---------- Extrait source

Rallye Gumball 3000 – Jour 3 : de Copenhague à Amsterdam

En distance et en temps, le Jour 3 est le jour le plus long de cette édition du Gumball 3000. Il est 7 h du matin et nous avons déjà défoncé notre horaire. Le trajet d’aujourd’hui entre Copenhague et Amsterdam comprend deux énormes obstacles à surmonter : le traversier, à l’horaire inflexible, et un pays, l’Allemagne (nous y reviendrons bientôt). Après avoir attendu pendant 45 minutes les retardataires qui n’arrivaient pas à se tirer de leur cocon nocturne, nous quittons finalement l’hôtel. Nos chances d’attraper le traversier et d’arriver aux Pays-Bas avant 18 h sont très minces.

Il y a aussi le fait que Jeff n’est pas là. Selon un mystérieux texto envoyé plus tôt ce matin, il était dans un petit bar avec de nouveaux amis danois. Nous en avons conclu qu’il n’avait pas réussi à se réveiller ce matin et qu’il avait simplement raté le départ. Mais à mesure que nous avançons sur la route, nous apprenons qu’il ne répond pas à ses appels et qu’il n’est pas non plus dans sa chambre. Ryska Posten envoie un membre de l’équipe pour enquêter pendant que nous essayons désespérément de rattraper le temps perdu sur notre itinéraire.

Le blues de la Camaro rouge

Et il y a la Camaro rouge. Une heure après le départ, elle décide qu’elle en a marre de se faire bousculer sans merci pour poursuivre des Ferrari et des Porsche, et que ce dont elle aurait vraiment besoin, c’est d’un bon nettoyage à la vapeur du compartiment moteur avec une mixture d’eau distillée et de liquide de refroidissement. Nous arrivons au terminal du traversier avec plus de deux heures de retard sur notre horaire original d’embarquement. En regardant en avant de la file, je vois la paire de Camaro qui roulent ensemble vers la grille d’embarquement. La jaune est devant et la rouge fait de son mieux pour suivre maintenant qu’on lui a donné quelques bouteilles d’eau scandinaves de marque obscure attrapées à la station-service la plus proche. Des rumeurs de problèmes de joints d’étanchéité de culasse sautés flottent dans l’air comme une bruine huileuse et inquiétante.

--------------------
---------- Lignes répertoriées

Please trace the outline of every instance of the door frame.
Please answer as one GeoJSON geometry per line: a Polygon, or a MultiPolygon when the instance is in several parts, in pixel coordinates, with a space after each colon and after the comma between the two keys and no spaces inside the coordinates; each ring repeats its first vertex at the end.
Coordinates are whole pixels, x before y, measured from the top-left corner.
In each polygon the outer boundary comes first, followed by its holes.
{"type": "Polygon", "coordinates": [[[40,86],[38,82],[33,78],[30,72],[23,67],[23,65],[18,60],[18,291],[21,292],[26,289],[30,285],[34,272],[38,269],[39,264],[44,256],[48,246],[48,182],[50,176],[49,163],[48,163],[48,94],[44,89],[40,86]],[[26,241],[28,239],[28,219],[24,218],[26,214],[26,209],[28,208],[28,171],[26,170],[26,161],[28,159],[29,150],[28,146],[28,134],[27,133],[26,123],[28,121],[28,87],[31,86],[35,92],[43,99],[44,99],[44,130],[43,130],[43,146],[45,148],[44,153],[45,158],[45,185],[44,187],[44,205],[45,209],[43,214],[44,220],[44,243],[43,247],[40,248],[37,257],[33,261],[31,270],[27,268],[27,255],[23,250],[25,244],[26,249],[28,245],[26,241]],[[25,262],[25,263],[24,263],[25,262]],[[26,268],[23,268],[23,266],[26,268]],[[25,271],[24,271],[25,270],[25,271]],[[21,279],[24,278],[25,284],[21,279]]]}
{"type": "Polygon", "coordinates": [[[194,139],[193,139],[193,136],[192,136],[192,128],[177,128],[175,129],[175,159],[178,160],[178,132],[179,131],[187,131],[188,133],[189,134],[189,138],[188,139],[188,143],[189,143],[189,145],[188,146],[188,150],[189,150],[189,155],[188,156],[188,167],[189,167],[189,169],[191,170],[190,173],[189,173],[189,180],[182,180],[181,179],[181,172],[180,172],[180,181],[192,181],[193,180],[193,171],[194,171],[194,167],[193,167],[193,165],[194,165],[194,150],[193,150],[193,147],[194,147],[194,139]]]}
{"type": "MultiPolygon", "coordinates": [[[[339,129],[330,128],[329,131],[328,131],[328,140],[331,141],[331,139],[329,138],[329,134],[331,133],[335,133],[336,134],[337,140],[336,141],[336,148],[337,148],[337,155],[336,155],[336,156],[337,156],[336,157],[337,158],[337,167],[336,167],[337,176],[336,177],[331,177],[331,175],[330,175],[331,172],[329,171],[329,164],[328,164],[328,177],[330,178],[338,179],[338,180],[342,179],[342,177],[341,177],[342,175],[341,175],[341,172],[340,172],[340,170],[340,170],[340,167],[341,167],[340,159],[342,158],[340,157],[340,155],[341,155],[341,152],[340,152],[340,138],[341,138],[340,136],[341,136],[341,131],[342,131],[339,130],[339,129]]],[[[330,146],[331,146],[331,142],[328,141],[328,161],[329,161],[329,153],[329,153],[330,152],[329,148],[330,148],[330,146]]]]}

--------------------

◆ Consigne donnée 1
Recopiez tel quel le passage du récit sur le rallye Gumball 3000 qui va de « Rallye Gumball 3000 » jusqu'à « sont très minces. » inclus.
◆ Consigne donnée 2
Présentez sous forme de liste numérotée les lignes répertoriées, de la première jusqu'à celle qui contient « In each polygon » incluse, en laissant de côté les lignes vides.

◆ Réponse 1
Rallye Gumball 3000 – Jour 3 : de Copenhague à Amsterdam

En distance et en temps, le Jour 3 est le jour le plus long de cette édition du Gumball 3000. Il est 7 h du matin et nous avons déjà défoncé notre horaire. Le trajet d’aujourd’hui entre Copenhague et Amsterdam comprend deux énormes obstacles à surmonter : le traversier, à l’horaire inflexible, et un pays, l’Allemagne (nous y reviendrons bientôt). Après avoir attendu pendant 45 minutes les retardataires qui n’arrivaient pas à se tirer de leur cocon nocturne, nous quittons finalement l’hôtel. Nos chances d’attraper le traversier et d’arriver aux Pays-Bas avant 18 h sont très minces.

◆ Réponse 2
1. Please trace the outline of every instance of the door frame.
2. Please answer as one GeoJSON geometry per line: a Polygon, or a MultiPolygon when the instance is in several parts, in pixel coordinates, with a space after each colon and after the comma between the two keys and no spaces inside the coordinates; each ring repeats its first vertex at the end.
3. Coordinates are whole pixels, x before y, measured from the top-left corner.
4. In each polygon the outer boundary comes first, followed by its holes.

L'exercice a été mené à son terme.